▸ **TASK BRIEF**
Repeat every record below exactly as written.

▸ **DATA SECTION**
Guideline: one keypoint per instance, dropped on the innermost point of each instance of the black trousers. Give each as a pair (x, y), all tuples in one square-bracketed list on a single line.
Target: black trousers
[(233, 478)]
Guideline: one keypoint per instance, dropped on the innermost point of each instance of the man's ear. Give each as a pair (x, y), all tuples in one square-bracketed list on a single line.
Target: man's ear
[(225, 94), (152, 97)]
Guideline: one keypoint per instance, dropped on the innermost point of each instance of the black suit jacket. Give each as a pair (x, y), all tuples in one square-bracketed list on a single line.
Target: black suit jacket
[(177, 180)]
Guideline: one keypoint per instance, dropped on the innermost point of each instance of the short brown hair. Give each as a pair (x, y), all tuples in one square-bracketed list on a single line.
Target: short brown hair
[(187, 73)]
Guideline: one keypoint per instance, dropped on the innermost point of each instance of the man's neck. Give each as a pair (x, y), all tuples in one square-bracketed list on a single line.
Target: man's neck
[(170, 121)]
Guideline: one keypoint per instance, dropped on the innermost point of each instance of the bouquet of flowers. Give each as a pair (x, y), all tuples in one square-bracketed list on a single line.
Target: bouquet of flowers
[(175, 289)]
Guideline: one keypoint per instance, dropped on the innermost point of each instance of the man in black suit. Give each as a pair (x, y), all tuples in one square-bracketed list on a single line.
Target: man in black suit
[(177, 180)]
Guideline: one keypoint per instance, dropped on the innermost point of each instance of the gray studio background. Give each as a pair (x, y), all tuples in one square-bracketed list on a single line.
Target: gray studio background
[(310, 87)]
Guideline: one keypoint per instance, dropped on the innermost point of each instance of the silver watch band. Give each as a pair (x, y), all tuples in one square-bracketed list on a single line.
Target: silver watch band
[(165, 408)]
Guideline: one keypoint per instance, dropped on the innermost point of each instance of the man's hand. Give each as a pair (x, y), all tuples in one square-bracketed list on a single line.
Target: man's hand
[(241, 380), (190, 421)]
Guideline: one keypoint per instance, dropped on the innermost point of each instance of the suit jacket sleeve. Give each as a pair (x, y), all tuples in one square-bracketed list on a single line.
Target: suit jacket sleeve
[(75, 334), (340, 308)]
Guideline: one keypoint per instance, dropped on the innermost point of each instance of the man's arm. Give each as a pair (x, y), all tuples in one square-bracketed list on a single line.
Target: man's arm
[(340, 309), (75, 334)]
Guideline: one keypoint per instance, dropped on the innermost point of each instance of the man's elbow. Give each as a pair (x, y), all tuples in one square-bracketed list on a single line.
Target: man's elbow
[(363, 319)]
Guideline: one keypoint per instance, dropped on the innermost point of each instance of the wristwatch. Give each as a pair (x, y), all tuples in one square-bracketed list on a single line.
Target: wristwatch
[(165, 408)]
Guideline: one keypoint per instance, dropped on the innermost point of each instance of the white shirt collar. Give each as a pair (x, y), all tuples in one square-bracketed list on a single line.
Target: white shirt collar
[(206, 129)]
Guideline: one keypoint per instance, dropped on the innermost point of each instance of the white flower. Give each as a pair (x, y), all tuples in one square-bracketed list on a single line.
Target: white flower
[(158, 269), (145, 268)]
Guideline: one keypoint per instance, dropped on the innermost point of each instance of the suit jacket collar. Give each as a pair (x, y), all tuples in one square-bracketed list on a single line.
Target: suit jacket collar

▸ **ANSWER**
Guideline: one keypoint per instance, dropped on the innermost point of each instance of the black trousers. Give each as a pair (x, y), all tuples in one square-bracketed list on a single line.
Target: black trousers
[(233, 478)]
Guideline: one keypoint per instance, dropped on the innermost point of each instance of the man's ear. Give each as a pair (x, y), all tuples in one square-bracketed list on a single line.
Target: man's ear
[(225, 94), (152, 97)]
Guideline: one keypoint per instance, dropped on the innermost point of each instance of the black suit jacket. Give each as a pair (x, y), all tuples in one square-bracketed list on a single line.
Target: black suit jacket
[(177, 180)]
Guideline: one keypoint per instance, dropped on the innermost point of each instance of the short brown hair. Give each as a pair (x, y), all tuples in one square-bracketed list on a single line.
Target: short brown hair
[(187, 73)]
Guideline: one keypoint per instance, dropped on the innermost point of each instance of the man's neck. Give each as a pair (x, y), all tuples in one square-bracketed list on a single line.
Target: man's neck
[(170, 121)]
Guideline: one keypoint per instance, dropped on the innermost point of each instance of the bouquet of flowers. Give each as a pair (x, y), all tuples in one square-bracketed list on a single line.
Target: bouquet of flowers
[(175, 289)]
Guideline: one keypoint per instance, dropped on the innermost point of each instance of the man in black suit. Give each as a pair (x, y), all tuples in one square-bracketed list on a single line.
Target: man in black suit
[(177, 180)]
Guideline: one keypoint per instance, dropped on the innermost point of each instance of the gray studio background. Give each as a pair (x, y), all tuples in one square-bracketed list on a single line.
Target: gray studio background
[(310, 87)]
Guideline: one keypoint per instance, dropped on the innermost point of each instance of the silver watch band. Give each as a pair (x, y), all tuples in one square-bracketed list on a single line.
Target: silver watch band
[(165, 408)]
Guideline: one keypoint per instance, dropped on the innermost point of each instance of the man's hand. Give each as a pair (x, y), all tuples in one square-bracketed list on a single line.
Target: man's hand
[(241, 380), (190, 421)]
Guideline: one keypoint per instance, dropped on the innermost point of each instance of the suit jacket sleeve. Give each as a pair (x, y), all tuples in one square-bracketed list on a single line.
Target: suit jacket sleeve
[(75, 334), (340, 308)]
Guideline: one keypoint per instance, dropped on the innermost point of each instance of the man's arm. Give each as a pair (x, y), all tuples in one square-bracketed list on a single line.
Target: man's arm
[(340, 309), (75, 334)]
Guideline: one keypoint per instance, dropped on the innermost point of each instance of the man's elbow. Give each as a pair (x, y), all tuples in one square-bracketed list on a single line.
Target: man's elbow
[(363, 319)]
Guideline: one keypoint per instance, dropped on the innermost point of each instance of the wristwatch. Give each as a pair (x, y), all tuples in one square-bracketed list on a single line.
Target: wristwatch
[(165, 408)]
Guideline: one keypoint per instance, dropped on the innermost point of each instance of the white shirt collar. Give each as a pair (x, y), all tuples in one square-bracketed list on a single line.
Target: white shirt collar
[(206, 129)]
Guideline: one keypoint per instance, dropped on the innermost point of each instance of the white flower. Give each as a pair (x, y), all tuples in one square-bracketed list on a single line.
Target: white flower
[(158, 269), (145, 268)]
Guideline: one keypoint per instance, dropped on the innermost point of each instance of the suit jacket collar. Give each as a pair (x, y), all tuples in one square-bracketed list on a single line.
Target: suit jacket collar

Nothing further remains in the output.